◆ **LEESFRAGMENT**
# # # #

Hieruit kan echter niet met zekerheid worden geconcludeerd dat de lezing van de verdachte feitelijk onjuist is. De verklaring van de verdachte kan derhalve niet als kennelijk leugenachtig worden bestempeld. Dit geldt ook voor de verklaring van de verdachte dat [slachtoffer] reeds omstreeks 23.00 uur uit de loods is weggegaan, ook al kan uit de Vialis-gegevens worden afgeleid dat de door [slachtoffer] destijds gebruikte Volkswagen Transporter pas omstreeks 02.40 uur uit de buurt van de loods is weggegaan.
Zoals reeds vermeld, leidt het hof uit de resultaten van het onderzoek naar het bloed op het luchtbedmatras af dat [slachtoffer] met aan zekerheid grenzende waarschijnlijkheid op het luchtbedmatras heeft gelegen dan wel verbleven en daar een aanzienlijke hoeveelheid bloed heeft verloren. Echter, niet is vast te stellen op welk tijdstip dit is gebeurd en of dit heeft plaatsgevonden in de ruimte waar het opgevouwen luchtbedmatras is aangetroffen. In de omgeving van het aangetroffen luchtbedmatras zijn bloedsporen afkomstig van [slachtoffer] aangetroffen welke zich qua omvang niet verhouden met het bloed op het luchtbedmatras. De plaats waar [slachtoffer] om het leven is gebracht is dan ook niet met voldoende zekerheid vastgesteld kunnen worden. Dit geldt ook voor het tijdstip ervan.
Aldus is op basis van het dossier en het verhandelde ter terechtzitting in hoger beroep de precieze toedracht van het om het leven brengen van [slachtoffer] niet vast te stellen. Evenmin is vast te stellen wat de mogelijke betrokkenheid van de verdachte daarbij is geweest. Onder deze omstandigheden kan dan ook niet anders worden geconcludeerd dan dat, bij het ontbreken van voldoende wettig en overtuigend bewijs, de verdachte dient te worden vrijgesproken van de onder 1 tenlastegelegde moord dan wel doodslag op [slachtoffer].
Motivering bewezenverklaring feit 2
De verdachte en het slachtoffer [slachtoffer] waren, zoals de verdachte heeft verklaard , samen nauw betrokken bij de hennepkwekerij zoals aangetroffen aan de Bergweg-Noord [nummer] te Bergschenhoek.
Het deels verbrande stoffelijk overschot van [slachtoffer] werd op 1 oktober 2008 aangetroffen achter een begroeide wal, hierna te noemen de plaats delict. Bij het naderen van het stoffelijk overschot roken de verbalisanten een geur die past bij petroleum en een brandlucht. Bij het hoofd van het stoffelijk overschot zijn resten gesmolten plastic aangetroffen. Op het stoffelijk overschot zijn een afgestoken lucifer en een niet afgestoken lucifer aangetroffen. In het zand, nabij de plek waar het stoffelijk overschot is aangetroffen, waren bandensporen zichtbaar. De spoorbreedte tussen deze bandensporen was ongeveer 160 tot 165 centimeter. In één van de bandensporen was een ophoping van zand zichtbaar, hetgeen past bij het beeld van een spoor van een, met ingestuurde wielen, remmend voertuig. In het verlengde van de bandensporen bevond zich een begroeide wal, waarvan de begroeiing op een aantal plaatsen platgedrukt/getrapt en/of gekneusd was.

# # # #

◆ **TE ONDERZOEKEN GEGEVENS**

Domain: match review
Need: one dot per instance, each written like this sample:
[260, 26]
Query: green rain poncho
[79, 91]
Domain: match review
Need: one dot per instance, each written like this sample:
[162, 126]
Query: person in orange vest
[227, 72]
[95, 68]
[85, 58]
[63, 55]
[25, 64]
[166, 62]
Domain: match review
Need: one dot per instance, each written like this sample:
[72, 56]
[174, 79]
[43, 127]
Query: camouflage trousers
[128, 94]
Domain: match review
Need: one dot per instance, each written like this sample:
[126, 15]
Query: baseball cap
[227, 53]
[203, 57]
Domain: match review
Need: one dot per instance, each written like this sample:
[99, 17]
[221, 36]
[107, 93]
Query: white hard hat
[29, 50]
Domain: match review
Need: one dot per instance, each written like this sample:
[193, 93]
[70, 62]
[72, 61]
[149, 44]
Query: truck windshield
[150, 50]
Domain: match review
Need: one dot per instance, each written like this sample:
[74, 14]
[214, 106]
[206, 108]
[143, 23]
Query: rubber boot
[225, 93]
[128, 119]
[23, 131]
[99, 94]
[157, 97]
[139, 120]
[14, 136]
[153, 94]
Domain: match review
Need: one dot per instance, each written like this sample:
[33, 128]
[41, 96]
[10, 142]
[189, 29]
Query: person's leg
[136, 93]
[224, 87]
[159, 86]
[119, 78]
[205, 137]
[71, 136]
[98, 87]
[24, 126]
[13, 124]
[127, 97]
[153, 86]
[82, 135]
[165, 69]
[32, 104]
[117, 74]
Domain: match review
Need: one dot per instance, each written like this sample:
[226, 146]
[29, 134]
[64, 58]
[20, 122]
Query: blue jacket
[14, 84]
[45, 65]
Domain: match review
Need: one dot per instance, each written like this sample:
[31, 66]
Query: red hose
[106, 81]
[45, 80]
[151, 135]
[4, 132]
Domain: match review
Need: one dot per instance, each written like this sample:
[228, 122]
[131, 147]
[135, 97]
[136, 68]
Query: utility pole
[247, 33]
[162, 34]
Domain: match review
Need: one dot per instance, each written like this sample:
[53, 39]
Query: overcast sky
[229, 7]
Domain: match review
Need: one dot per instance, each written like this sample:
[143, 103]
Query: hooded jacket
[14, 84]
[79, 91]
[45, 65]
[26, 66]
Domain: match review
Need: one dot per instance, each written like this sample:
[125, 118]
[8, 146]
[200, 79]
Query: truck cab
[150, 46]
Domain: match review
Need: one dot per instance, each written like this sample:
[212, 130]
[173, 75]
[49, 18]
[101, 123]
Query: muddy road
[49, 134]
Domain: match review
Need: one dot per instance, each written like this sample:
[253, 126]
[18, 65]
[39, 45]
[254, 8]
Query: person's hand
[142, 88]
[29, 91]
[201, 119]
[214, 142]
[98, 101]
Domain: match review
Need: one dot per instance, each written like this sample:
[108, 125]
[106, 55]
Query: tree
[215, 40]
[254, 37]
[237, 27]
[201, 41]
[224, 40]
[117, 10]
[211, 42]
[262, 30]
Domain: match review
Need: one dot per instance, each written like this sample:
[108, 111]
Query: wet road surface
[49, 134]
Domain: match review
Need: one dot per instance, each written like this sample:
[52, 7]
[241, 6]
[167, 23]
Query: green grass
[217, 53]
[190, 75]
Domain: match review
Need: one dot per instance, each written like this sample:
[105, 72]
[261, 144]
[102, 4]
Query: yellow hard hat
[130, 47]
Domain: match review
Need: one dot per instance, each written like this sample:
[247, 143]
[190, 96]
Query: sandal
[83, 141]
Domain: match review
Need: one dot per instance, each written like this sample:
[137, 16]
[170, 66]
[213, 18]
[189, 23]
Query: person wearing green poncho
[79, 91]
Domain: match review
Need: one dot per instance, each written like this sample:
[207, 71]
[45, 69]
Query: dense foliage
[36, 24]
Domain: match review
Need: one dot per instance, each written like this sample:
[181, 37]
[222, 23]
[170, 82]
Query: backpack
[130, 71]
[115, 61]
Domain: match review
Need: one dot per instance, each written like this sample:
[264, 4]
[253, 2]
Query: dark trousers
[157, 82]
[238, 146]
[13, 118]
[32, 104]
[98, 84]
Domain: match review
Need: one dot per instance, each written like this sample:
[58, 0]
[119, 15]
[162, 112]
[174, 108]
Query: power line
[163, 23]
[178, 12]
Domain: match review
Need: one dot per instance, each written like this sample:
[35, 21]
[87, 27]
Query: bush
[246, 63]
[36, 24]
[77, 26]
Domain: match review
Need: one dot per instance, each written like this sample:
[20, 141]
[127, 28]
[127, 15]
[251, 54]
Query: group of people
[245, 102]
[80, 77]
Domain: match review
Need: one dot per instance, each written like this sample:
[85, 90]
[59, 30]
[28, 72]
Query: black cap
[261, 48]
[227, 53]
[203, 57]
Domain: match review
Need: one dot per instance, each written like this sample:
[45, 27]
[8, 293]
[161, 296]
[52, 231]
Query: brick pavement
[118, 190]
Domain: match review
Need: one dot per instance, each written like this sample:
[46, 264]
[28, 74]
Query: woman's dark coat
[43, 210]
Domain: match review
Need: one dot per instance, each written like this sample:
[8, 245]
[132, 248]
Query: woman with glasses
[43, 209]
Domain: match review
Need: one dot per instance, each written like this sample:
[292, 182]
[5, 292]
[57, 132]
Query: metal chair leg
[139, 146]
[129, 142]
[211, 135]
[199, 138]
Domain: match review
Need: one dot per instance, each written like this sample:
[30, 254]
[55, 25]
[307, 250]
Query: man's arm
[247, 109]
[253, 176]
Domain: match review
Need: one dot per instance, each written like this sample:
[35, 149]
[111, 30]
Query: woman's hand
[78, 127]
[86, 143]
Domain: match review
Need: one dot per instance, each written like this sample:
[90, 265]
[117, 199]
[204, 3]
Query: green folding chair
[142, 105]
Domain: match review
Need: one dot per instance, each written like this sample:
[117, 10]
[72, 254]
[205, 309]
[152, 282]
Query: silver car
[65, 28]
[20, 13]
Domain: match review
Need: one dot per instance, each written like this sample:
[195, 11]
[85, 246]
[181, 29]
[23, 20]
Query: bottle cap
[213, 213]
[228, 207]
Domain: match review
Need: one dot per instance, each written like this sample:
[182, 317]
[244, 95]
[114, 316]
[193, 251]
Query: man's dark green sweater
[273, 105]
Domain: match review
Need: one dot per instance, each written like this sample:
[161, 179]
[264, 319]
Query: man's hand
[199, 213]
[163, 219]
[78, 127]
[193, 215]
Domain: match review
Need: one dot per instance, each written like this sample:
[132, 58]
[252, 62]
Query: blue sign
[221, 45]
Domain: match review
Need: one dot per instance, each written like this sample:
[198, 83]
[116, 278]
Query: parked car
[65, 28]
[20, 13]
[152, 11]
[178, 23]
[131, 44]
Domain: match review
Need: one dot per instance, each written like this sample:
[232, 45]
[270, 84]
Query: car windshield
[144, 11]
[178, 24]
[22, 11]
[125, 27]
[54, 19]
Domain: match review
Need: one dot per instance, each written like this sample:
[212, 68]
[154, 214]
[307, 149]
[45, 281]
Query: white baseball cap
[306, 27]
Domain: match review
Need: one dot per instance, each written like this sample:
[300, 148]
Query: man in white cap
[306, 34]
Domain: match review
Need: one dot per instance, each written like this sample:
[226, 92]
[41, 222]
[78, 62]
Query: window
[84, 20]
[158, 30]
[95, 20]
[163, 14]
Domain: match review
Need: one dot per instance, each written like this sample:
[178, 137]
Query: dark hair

# # # #

◆ **OPDRACHTEN**
1. Op welke datum werd volgens het fragment over de strafzaak het stoffelijk overschot van [slachtoffer] aangetroffen?
2. Werk in het fragment over de strafzaak de passage van "Hieruit kan echter" tot "loods is weggegaan." bij en vervang daarin "Volkswagen Transporter" door "bestelbus".
3. Ga verder met het fragment over de strafzaak, aansluitend op de laatste zin.

◆ **ANTWOORDEN**
1. Op 1 oktober 2008.

2.
Hieruit kan echter niet met zekerheid worden geconcludeerd dat de lezing van de verdachte feitelijk onjuist is. De verklaring van de verdachte kan derhalve niet als kennelijk leugenachtig worden bestempeld. Dit geldt ook voor de verklaring van de verdachte dat [slachtoffer] reeds omstreeks 23.00 uur uit de loods is weggegaan, ook al kan uit de Vialis-gegevens worden afgeleid dat de door [slachtoffer] destijds gebruikte bestelbus pas omstreeks 02.40 uur uit de buurt van de loods is weggegaan.

3.
Op 25 oktober 2008 werd de Volkswagen Transporter, voorzien van het kenteken [kenteken 2] op de Leeuwenhoekweg te Bergschenhoek aangetroffen en in beslag genomen. Aan dit voertuig werd een forensisch technisch onderzoek verricht. De spoorbreedte van de vooras van de onderzochte Volkswagen Transporter bedroeg ongeveer 163,5 centimeter en de spoorbreedte van de achteras ongeveer 162,5 centimeter. De spoorbreedte van het bandenspoor op de plaats delict komt overeen met de spoorbreedte van de onderzochte Volkswagen Transporter. Het profiel van de banden van de onderzochte Volkswagen Transporter werd vergeleken met het bandenspoor zoals aangetroffen op de plaats delict. Hieruit blijkt dat het profiel van het bandenspoor op de plaats delict een soortgelijk profiel was als het profiel van de banden van de onderzocht Volkswagen Transporter.
Botanische sporen, zoals aangetroffen en bemonsterd aan de onderzijde en in de wielkast van de onderzochte Volkswagen Transporter zijn vergeleken met het bemonsterd bandenspoor en bemonsterde vegetatie op de plaats delict. In de bemonsteringen van de Volkswagen Transporter zijn fragmenten van onder meer beemdgrassen, mogelijk straatgras, en populier/abeel aangetroffen. Op de plaats delict zijn eveneens populier, straatgras en andere grassoorten aangetroffen. Naar de botanische sporen heeft nader onderzoek plaatsgevonden. Daarbij wordt geconcludeerd dat het aantreffen van wilde sla en de bladfragmenten van de getypeerde populier in het monster vanaf de bodemplaat/uitlaat van de Volkswagen Transporter waarschijnlijker is wanneer men aanneemt dat het materiaal is opgedaan op de vindplaats van het slachtoffer nabij de Xerxesweg, dan wanneer men aanneemt dat deze sporen zijn opgedaan op een willekeurige andere locatie.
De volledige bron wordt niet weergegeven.